> **WHAT THE TASK ASKS**
Each line of the material must be repeated precisely, with the pictures left out.

> **SUPPLIED INFORMATION**

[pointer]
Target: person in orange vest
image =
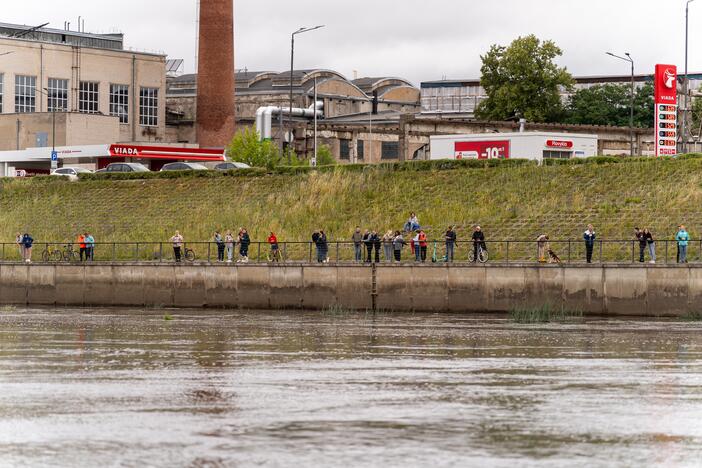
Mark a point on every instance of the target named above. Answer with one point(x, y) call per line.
point(423, 245)
point(82, 246)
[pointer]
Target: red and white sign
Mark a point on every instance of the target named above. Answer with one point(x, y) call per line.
point(666, 97)
point(498, 149)
point(559, 144)
point(166, 152)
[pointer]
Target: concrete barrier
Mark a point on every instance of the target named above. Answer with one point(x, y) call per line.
point(617, 290)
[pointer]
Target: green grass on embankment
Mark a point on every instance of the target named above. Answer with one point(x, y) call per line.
point(512, 199)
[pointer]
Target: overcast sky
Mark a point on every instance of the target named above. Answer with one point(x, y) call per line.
point(415, 39)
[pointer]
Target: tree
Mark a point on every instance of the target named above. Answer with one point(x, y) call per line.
point(522, 80)
point(610, 104)
point(246, 147)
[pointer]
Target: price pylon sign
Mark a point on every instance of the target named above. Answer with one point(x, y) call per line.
point(666, 97)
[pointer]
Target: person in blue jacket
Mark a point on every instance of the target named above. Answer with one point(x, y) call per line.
point(27, 243)
point(589, 238)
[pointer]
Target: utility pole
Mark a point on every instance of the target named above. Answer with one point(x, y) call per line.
point(292, 69)
point(633, 91)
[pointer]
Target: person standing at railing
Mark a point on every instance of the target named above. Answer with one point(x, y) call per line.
point(27, 243)
point(543, 246)
point(387, 246)
point(643, 243)
point(368, 242)
point(398, 243)
point(90, 245)
point(219, 241)
point(177, 241)
point(651, 244)
point(683, 239)
point(81, 246)
point(229, 242)
point(478, 242)
point(244, 242)
point(357, 239)
point(20, 247)
point(589, 236)
point(275, 251)
point(450, 244)
point(423, 244)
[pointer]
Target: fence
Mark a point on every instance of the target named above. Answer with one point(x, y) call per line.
point(505, 251)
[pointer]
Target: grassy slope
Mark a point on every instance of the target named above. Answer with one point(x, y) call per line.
point(510, 202)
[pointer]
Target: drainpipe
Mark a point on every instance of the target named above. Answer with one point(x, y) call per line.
point(133, 112)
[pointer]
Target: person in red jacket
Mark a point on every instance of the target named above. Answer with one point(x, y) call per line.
point(423, 245)
point(275, 251)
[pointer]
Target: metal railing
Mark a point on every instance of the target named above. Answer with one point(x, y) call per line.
point(500, 251)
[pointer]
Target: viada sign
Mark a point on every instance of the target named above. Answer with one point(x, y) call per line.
point(666, 98)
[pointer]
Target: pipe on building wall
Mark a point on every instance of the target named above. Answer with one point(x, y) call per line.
point(264, 117)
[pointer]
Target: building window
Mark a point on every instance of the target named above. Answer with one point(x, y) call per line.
point(344, 150)
point(558, 154)
point(148, 107)
point(88, 97)
point(119, 102)
point(390, 150)
point(58, 95)
point(25, 93)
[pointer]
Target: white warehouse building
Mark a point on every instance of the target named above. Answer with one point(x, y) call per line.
point(535, 146)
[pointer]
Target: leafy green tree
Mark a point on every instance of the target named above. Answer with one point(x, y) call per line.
point(246, 147)
point(610, 104)
point(522, 80)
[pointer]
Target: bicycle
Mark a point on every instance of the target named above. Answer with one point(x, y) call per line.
point(483, 255)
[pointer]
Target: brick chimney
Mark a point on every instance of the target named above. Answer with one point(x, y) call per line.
point(215, 80)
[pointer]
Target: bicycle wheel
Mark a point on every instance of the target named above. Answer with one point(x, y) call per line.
point(189, 255)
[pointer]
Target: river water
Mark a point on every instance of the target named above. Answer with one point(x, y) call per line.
point(210, 389)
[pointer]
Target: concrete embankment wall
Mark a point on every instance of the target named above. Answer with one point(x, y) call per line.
point(610, 290)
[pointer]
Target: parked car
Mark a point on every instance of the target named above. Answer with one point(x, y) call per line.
point(183, 166)
point(228, 166)
point(126, 167)
point(70, 172)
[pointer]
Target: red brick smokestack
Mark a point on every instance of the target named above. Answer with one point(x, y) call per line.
point(215, 79)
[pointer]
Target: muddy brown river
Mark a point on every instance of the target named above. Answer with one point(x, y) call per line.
point(210, 389)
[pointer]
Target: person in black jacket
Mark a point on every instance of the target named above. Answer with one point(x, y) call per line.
point(643, 243)
point(375, 244)
point(478, 241)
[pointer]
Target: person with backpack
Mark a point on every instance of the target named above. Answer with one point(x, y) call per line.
point(450, 244)
point(244, 243)
point(651, 245)
point(683, 239)
point(219, 242)
point(398, 243)
point(423, 244)
point(27, 243)
point(589, 237)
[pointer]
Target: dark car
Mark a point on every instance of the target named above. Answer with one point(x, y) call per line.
point(126, 167)
point(228, 166)
point(182, 166)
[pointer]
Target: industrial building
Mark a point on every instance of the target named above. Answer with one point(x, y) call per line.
point(95, 90)
point(462, 97)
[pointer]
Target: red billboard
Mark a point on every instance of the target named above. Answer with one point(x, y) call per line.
point(497, 149)
point(666, 96)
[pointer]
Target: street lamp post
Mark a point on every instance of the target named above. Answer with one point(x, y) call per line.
point(631, 110)
point(686, 85)
point(292, 68)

> **TASK OUTPUT**
[pointer]
Target: person in orange vest
image =
Mark a point on every instance of the target named above. Answer with one point(x, y) call per line.
point(423, 245)
point(82, 246)
[pointer]
Target: red and white sign
Mark a point on every instance of the target named above. Answer with one point(x, y) call per line.
point(666, 97)
point(498, 149)
point(559, 144)
point(166, 152)
[pointer]
Target: concrete barrier
Mark a point on every instance of the target named above. Answer with one point(x, y) call per line.
point(617, 290)
[pointer]
Target: green grass on embankment
Mark a point on every instance of the target named above. Answer with one point(x, y) call per line.
point(512, 199)
[pointer]
Target: overcast sky
Mark a point on every instance of the target named above. Answer with one point(x, y) call per line.
point(415, 39)
[pointer]
Target: tree
Mark a point on every instance of the target named above. Answer with one point(x, y) call per line.
point(522, 80)
point(610, 104)
point(246, 147)
[pointer]
Target: price pylon sign
Mark a point on every instance of the target named above. Answer with one point(x, y) call per line.
point(666, 97)
[pointer]
Target: person in blue jacket
Mark a point on every instance of the target named above. Answer with one point(x, y) call per line.
point(27, 243)
point(589, 238)
[pointer]
Target: utility pole
Mark a point on every instance of the target named above. Answer with one point(x, y) call per line.
point(292, 69)
point(633, 91)
[pointer]
Target: person standing at railing
Mark a point on every instance of the target named above. Answer with one point(x, y) call per line.
point(27, 243)
point(543, 246)
point(387, 246)
point(643, 243)
point(368, 242)
point(398, 243)
point(90, 245)
point(219, 241)
point(177, 241)
point(651, 244)
point(683, 239)
point(81, 246)
point(229, 242)
point(478, 242)
point(244, 242)
point(357, 239)
point(20, 247)
point(589, 236)
point(275, 251)
point(450, 244)
point(423, 244)
[pointer]
Target: fence
Mark a point on every instance of the target named above. Answer with one point(x, y) call per line.
point(505, 251)
[pointer]
Target: grassy slope
Mark a point on every instance of the target named above. Answer with one point(x, y) call per line.
point(510, 202)
[pointer]
Target: drainpipe
Mark a point on every instance of the target named above. Answer with one point(x, y) call per line.
point(133, 112)
[pointer]
Target: person in red jacket
Mark a point on every instance of the target named above. Answer with one point(x, y) call per line.
point(423, 245)
point(275, 251)
[pointer]
Target: metal railing
Mark a point on every instance of the target named above. Answer with one point(x, y) call per line.
point(500, 251)
[pointer]
Target: viada sign
Mark a point on every instance of the target named above. Answer with one point(x, y) call per line.
point(666, 98)
[pointer]
Target: pipe on building wall
Mark a point on every instance of the target named above. Answer with one point(x, y) call per line.
point(264, 117)
[pointer]
Target: building window
Mark a point on every instance of the target named above. Answer with one point(x, y) call per line.
point(344, 150)
point(558, 154)
point(148, 107)
point(88, 97)
point(119, 102)
point(390, 150)
point(58, 95)
point(25, 93)
[pointer]
Target: white warehouse building
Mark a point on every instance of the target named above. Answer with one point(x, y) call per line.
point(535, 146)
[pointer]
Target: leafy green tree
Mark a point on every instance of the target named above. Answer with one point(x, y) call per line.
point(246, 147)
point(610, 104)
point(522, 80)
[pointer]
Target: bicycle
Mark a point on every instance of the target named above. Answer with one point(x, y) call per line.
point(483, 255)
[pointer]
Target: brick chimney
Mark a point on every instance of the target named above. Answer with one point(x, y) call per line.
point(215, 80)
[pointer]
Target: bicycle wheel
Mark a point on every instance of the target named above. Answer with one point(x, y) call per line.
point(189, 255)
[pointer]
Target: river water
Mark a point on every instance of the target named above. Answer with one point(x, y) call per line.
point(210, 389)
[pointer]
Target: concrete embankment wall
Mark a point on every instance of the target named above. Answer with one point(x, y) call per line.
point(610, 290)
[pointer]
Target: parked car
Mark a point on every instance of the target named above. Answer with one point(x, y) call per line.
point(183, 166)
point(228, 166)
point(126, 167)
point(70, 172)
[pointer]
Target: red brick smokestack
Mark a point on every instance of the target named above. Answer with one point(x, y) call per line.
point(215, 79)
[pointer]
Target: muddy brown river
Mark a point on every instance of the target named above. Answer with one point(x, y) call per line.
point(210, 389)
[pointer]
Target: person in black jacket
Mark a point on every instance of the target named above. Answer with one point(x, y) call per line.
point(643, 243)
point(375, 244)
point(478, 241)
[pointer]
Target: person with backpack
Mark a point on every instance of the target named above. Answer with one point(x, y) call per line.
point(450, 244)
point(244, 243)
point(651, 245)
point(683, 239)
point(219, 242)
point(398, 243)
point(423, 244)
point(27, 243)
point(589, 237)
[pointer]
Target: dark car
Mark a point on every instance of the target named above. Answer with one point(x, y) call per line.
point(126, 167)
point(228, 166)
point(182, 166)
[pointer]
Target: industrial building
Mark a point on every instance of the target named above. Answer with one point(x, y) call per line.
point(95, 90)
point(462, 97)
[pointer]
Target: red billboard
Mark a point on every instance of the target named above. Answer with one point(x, y) call per line.
point(497, 149)
point(666, 96)
[pointer]
Target: street lamp post
Mark a point on every instance of the target named above. Answer with one point(x, y) call per line.
point(631, 110)
point(686, 85)
point(292, 68)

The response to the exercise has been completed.